╭─ Material for this task

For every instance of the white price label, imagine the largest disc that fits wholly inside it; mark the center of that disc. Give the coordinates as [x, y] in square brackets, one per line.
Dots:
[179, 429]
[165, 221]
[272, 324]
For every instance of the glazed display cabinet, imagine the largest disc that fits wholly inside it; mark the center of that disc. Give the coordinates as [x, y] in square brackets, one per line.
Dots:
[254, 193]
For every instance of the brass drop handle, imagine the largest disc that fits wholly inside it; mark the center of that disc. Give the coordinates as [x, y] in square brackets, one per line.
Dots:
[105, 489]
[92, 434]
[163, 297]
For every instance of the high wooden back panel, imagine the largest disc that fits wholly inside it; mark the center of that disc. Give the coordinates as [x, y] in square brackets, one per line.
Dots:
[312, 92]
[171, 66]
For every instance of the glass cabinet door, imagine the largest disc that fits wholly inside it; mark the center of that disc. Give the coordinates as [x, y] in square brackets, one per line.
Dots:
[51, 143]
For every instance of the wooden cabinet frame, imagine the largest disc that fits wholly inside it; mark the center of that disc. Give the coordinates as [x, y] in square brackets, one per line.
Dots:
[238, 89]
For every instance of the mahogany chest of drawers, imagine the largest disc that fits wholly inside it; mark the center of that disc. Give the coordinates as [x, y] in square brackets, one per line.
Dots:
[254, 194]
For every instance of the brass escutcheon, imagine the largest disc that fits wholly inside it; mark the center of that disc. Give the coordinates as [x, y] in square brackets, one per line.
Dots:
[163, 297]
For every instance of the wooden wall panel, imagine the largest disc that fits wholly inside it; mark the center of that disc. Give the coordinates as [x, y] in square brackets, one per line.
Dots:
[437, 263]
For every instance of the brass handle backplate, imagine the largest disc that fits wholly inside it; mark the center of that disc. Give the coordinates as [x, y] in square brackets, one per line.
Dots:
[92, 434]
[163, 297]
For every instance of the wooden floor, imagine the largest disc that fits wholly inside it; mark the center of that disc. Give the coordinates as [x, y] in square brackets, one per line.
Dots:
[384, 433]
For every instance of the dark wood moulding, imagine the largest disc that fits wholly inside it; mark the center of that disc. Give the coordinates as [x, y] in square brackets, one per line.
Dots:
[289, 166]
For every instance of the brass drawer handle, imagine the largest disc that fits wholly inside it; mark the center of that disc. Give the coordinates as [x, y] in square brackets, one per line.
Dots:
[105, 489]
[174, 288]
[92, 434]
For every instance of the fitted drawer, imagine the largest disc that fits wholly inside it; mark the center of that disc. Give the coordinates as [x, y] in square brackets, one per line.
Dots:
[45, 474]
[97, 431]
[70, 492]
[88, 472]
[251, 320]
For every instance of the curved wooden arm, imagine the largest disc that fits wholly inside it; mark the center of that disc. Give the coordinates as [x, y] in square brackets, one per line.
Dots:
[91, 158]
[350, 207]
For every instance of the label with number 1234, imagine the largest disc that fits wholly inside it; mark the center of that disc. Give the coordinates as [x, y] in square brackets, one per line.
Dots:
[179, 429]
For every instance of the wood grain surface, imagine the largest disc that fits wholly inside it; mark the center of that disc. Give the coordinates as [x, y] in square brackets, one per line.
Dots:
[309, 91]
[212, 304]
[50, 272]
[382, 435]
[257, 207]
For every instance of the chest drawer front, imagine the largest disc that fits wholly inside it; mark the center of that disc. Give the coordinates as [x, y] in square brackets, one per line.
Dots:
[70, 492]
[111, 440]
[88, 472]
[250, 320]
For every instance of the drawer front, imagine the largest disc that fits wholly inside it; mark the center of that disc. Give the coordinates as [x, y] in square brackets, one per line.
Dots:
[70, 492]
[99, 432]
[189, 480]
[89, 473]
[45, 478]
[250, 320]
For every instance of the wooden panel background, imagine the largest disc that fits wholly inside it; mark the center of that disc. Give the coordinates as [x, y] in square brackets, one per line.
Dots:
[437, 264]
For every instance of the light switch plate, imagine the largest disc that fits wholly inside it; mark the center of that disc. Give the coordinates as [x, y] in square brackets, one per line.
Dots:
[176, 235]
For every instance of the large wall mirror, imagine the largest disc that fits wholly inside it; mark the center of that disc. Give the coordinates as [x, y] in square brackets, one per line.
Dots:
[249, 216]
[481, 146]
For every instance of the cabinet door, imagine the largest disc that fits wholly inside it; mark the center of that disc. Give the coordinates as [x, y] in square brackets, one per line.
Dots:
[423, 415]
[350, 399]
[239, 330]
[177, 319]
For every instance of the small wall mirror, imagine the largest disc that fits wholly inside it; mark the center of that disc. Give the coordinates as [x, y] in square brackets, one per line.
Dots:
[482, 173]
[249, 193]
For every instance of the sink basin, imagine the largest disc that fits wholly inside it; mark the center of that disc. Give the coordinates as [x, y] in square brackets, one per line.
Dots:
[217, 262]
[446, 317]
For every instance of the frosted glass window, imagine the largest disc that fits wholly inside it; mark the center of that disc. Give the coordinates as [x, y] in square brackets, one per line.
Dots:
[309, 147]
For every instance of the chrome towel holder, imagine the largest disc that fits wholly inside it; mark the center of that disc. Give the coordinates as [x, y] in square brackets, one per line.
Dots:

╰─
╭─ Material for this task

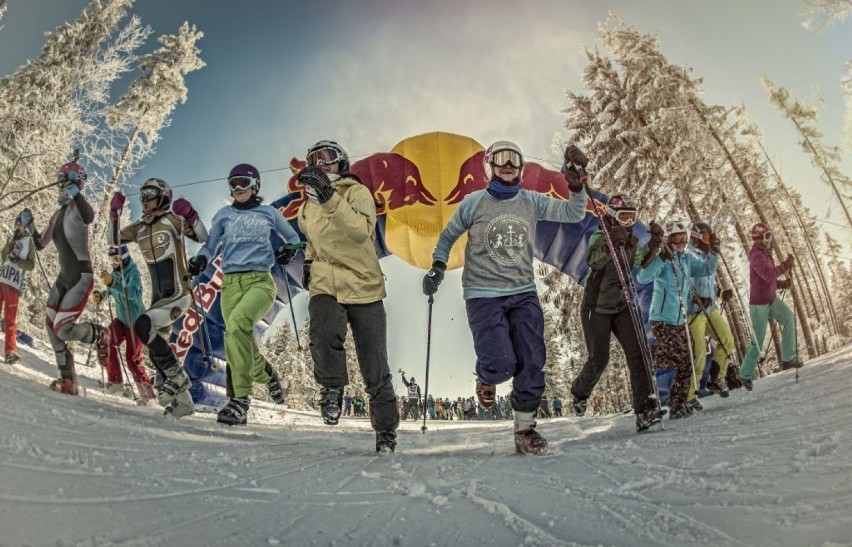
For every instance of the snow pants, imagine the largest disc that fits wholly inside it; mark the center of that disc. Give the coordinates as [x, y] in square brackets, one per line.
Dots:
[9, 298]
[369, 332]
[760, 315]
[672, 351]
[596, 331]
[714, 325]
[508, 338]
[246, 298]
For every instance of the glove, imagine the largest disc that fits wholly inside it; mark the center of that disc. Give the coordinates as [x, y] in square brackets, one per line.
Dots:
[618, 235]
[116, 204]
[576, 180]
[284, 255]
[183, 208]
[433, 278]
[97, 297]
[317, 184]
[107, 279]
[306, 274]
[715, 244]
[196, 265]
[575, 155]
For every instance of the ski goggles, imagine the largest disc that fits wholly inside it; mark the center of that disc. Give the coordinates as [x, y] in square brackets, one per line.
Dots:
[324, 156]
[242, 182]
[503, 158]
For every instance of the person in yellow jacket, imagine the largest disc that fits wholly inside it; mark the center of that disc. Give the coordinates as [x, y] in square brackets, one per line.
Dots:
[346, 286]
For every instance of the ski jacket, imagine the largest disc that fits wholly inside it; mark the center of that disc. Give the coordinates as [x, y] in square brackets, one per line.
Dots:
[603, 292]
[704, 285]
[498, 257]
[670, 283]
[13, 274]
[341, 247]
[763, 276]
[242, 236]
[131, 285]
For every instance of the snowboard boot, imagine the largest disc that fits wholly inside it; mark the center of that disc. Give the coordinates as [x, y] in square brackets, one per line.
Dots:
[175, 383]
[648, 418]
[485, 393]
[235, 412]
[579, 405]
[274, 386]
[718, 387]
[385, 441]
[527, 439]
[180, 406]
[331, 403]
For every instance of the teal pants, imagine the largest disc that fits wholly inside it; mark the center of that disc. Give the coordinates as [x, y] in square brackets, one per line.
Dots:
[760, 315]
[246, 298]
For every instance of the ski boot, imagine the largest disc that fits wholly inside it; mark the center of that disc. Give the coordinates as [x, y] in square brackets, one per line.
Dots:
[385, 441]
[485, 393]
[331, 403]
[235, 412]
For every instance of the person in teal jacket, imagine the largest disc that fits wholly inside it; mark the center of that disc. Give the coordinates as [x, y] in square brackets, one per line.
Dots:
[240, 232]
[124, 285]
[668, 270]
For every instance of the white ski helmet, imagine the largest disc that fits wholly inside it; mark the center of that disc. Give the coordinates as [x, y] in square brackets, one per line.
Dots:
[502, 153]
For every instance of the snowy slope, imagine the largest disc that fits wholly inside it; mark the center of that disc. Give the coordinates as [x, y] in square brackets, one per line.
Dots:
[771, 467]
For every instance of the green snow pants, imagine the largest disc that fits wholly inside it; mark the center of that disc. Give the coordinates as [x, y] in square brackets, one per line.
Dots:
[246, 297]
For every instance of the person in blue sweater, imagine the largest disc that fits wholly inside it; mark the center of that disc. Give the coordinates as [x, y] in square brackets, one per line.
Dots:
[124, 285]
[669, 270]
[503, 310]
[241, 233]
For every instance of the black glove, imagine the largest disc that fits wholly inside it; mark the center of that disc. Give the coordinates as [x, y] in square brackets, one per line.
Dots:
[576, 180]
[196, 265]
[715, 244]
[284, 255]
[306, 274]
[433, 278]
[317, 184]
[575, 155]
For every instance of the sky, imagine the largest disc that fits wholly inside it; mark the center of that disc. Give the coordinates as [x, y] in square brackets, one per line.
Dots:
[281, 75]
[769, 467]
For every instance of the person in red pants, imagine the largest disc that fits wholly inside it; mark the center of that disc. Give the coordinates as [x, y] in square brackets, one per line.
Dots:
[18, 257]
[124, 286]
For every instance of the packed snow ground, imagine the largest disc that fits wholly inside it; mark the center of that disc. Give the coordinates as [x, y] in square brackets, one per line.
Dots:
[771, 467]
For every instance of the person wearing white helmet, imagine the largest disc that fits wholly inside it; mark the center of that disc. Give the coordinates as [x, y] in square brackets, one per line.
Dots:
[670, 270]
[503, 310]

╰─

Search the entries for the word "helmet" and gather every line where it appears.

For every instance of the white ski helmet, imagine the largest disc that fits wholly inside it; mark the center of that disc. Give the coordinates as [x, y] in square brackets, one per line.
For every instance of the person wearing white helmet, imagine the largest disc that fits wholly inside it; mark the center of that disc. Give the coordinates as [x, y] in square brackets, one per line.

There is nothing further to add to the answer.